| What you will do |
Repeat the records below exactly, leaving out any pictures.

| Given data |
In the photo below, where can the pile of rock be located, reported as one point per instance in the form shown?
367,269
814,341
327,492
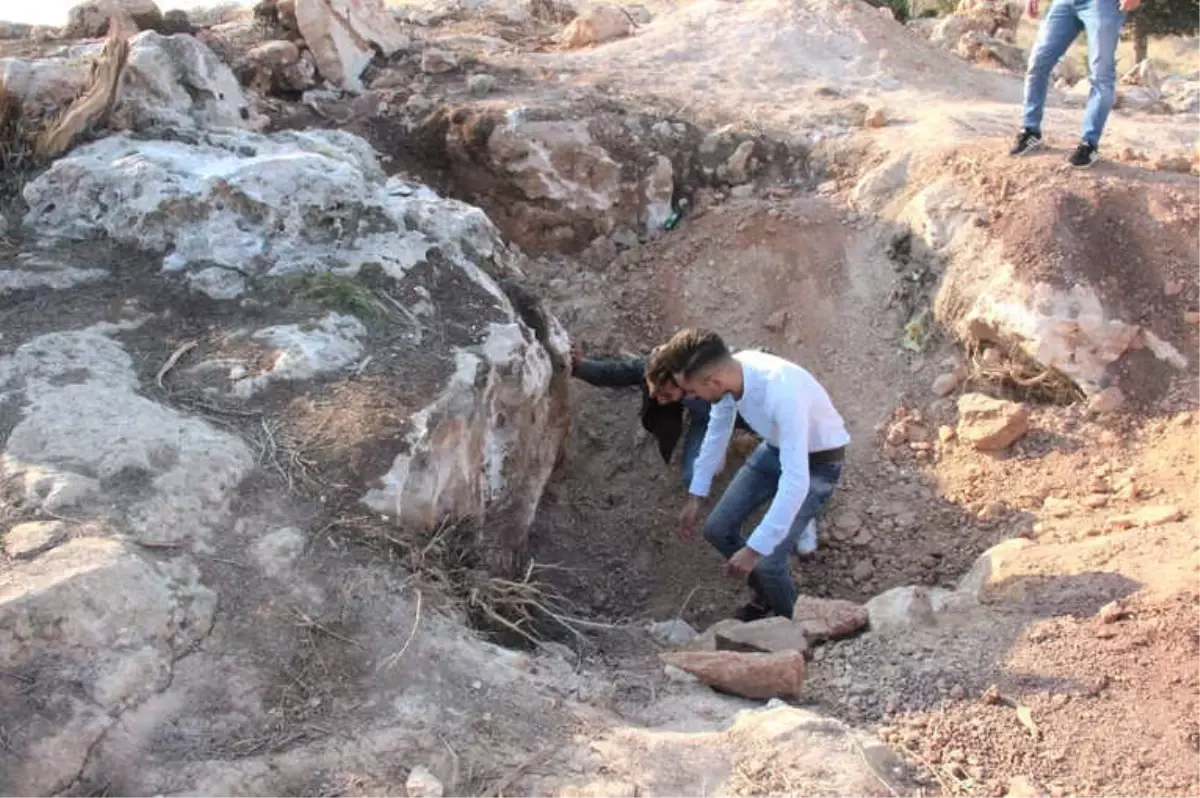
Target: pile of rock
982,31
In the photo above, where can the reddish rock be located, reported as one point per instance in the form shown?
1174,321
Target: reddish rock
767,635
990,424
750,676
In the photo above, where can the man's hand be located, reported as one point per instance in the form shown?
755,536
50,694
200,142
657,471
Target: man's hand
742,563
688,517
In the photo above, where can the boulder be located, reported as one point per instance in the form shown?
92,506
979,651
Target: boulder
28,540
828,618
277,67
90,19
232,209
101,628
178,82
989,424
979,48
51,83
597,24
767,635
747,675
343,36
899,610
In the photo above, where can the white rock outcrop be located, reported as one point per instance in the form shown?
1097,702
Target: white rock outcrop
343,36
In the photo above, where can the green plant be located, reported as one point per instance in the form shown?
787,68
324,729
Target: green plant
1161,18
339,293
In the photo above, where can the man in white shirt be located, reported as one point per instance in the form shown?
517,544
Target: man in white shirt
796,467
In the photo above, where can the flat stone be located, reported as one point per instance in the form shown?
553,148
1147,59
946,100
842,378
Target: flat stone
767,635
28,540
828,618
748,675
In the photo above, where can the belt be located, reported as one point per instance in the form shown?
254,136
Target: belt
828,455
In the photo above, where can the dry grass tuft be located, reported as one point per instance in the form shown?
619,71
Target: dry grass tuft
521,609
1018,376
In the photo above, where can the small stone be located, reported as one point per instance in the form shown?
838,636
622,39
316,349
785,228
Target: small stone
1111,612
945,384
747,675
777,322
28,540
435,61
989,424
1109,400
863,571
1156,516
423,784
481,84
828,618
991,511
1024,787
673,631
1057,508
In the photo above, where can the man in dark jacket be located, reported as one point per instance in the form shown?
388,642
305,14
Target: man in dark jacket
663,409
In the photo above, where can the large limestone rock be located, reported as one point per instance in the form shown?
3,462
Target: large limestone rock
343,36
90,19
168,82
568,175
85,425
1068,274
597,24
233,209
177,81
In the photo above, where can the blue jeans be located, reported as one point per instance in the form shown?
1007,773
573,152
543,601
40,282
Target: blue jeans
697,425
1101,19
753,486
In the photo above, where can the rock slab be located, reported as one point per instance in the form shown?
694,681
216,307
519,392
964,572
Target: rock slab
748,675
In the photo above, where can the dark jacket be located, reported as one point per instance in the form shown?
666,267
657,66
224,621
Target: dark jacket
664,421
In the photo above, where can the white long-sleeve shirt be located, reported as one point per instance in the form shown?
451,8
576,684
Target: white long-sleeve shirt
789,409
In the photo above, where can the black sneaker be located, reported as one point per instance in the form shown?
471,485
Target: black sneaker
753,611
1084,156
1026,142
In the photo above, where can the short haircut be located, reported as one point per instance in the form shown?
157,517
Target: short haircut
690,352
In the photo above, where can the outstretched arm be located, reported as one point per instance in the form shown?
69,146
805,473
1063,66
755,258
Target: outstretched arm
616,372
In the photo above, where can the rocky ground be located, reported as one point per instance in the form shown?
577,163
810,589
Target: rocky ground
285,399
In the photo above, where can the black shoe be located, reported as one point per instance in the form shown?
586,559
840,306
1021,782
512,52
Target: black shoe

| Task response |
In the photo below, where can the pile of rock be located, reported as one point per instance in the form shown?
367,269
814,341
327,492
Target: pile of rock
982,31
In the photo above, where can the reddish rock be located, reported as one point per instance in the form shown?
1174,321
Target: reddish rock
767,635
990,424
750,676
In the photo above, where can the man's hand be located, reported as one point per instance in the form shown?
755,536
50,694
200,142
657,471
Target: man's hand
742,563
688,517
In the photo above, where can the boulder be located, reported as one point per instance in the form shown?
92,506
979,651
Target: boulder
28,540
828,618
277,67
90,19
232,209
101,628
178,82
989,424
979,48
51,83
597,24
767,635
747,675
343,36
899,610
In the photo above, where can the white rock outcrop be located, reported as one point per instance in the form shown?
1097,702
Target: white rock outcrop
343,36
In the photo above, where can the green plant be located, reported as one point per instance in the form shown?
787,68
324,729
Target: green plant
1161,18
339,293
In the photo above, where can the man in white shirt be located, reported as one point per instance in the form shown?
517,544
Target: man in white shirt
796,467
In the photo above, where can the flat stone be located, reported as one point per instance in the form shown?
553,148
1147,59
946,100
842,378
Target: flat stone
767,635
28,540
828,618
748,675
In the photo above, where can the belt be located, reported as one point per instance in the form shown?
254,136
Target: belt
828,455
In the photo above, where can the dry grass tuft be located, reported as one point per instance in the form shown?
619,71
Target: dry grass tuft
521,609
1018,376
In the photo above, where can the small stone be located, reported as one point per instance in the form shown?
838,636
622,39
316,349
785,228
Target: small stone
1111,612
945,384
747,675
777,322
28,540
435,61
989,424
1109,400
863,571
1156,516
423,784
481,84
828,618
991,511
1024,787
673,631
1057,508
In the photo above, where can the man in dark jacket be located, reported as one point per instance in the form shown?
388,642
305,14
Target: man in dark jacket
663,409
In the photo above, where can the large limestone rock be located, reported as one point per instance in the form shown?
3,462
Target: large limestone rock
343,36
90,19
168,82
568,175
85,425
1068,274
597,24
233,209
177,81
In the photo above, where can the blue jeans be located, reported as one point per instance in the form shown?
1007,773
573,152
543,601
40,282
Target: blue jeans
697,425
1101,19
753,486
In the photo above, where can the rock slab be located, reported as one point per instance in the form shown?
694,681
216,307
519,392
964,572
Target: rock slab
748,675
In the photo above, where can the dark jacket be located, reported as one point per instance in the form shown?
666,267
657,66
224,621
Target: dark jacket
664,421
In the photo above, where can the white long-sleeve shirt be located, reported as one point per instance in the form shown?
451,8
576,684
Target: white long-sleeve shirt
789,409
In the photo above, where can the black sneaker be located, reported as one point per instance in the form shown?
471,485
Target: black sneaker
753,611
1084,156
1026,142
In the photo above, where can the short haircut be located, reported as one point per instance in the form shown?
157,517
Target: short haircut
690,352
In the photo above, where can the outstretched arm be located, reported as one point per instance in the form shown?
69,146
805,473
1063,66
755,258
Target: outstretched arm
616,372
In the photo above, where can the rocky ground be located, reported as one point per instance in the form shown?
577,163
810,589
Target: rocky ground
285,399
In the photo above, where can the black shoe be located, reported as one point per instance in the form shown?
586,559
840,306
1021,782
512,52
Target: black shoe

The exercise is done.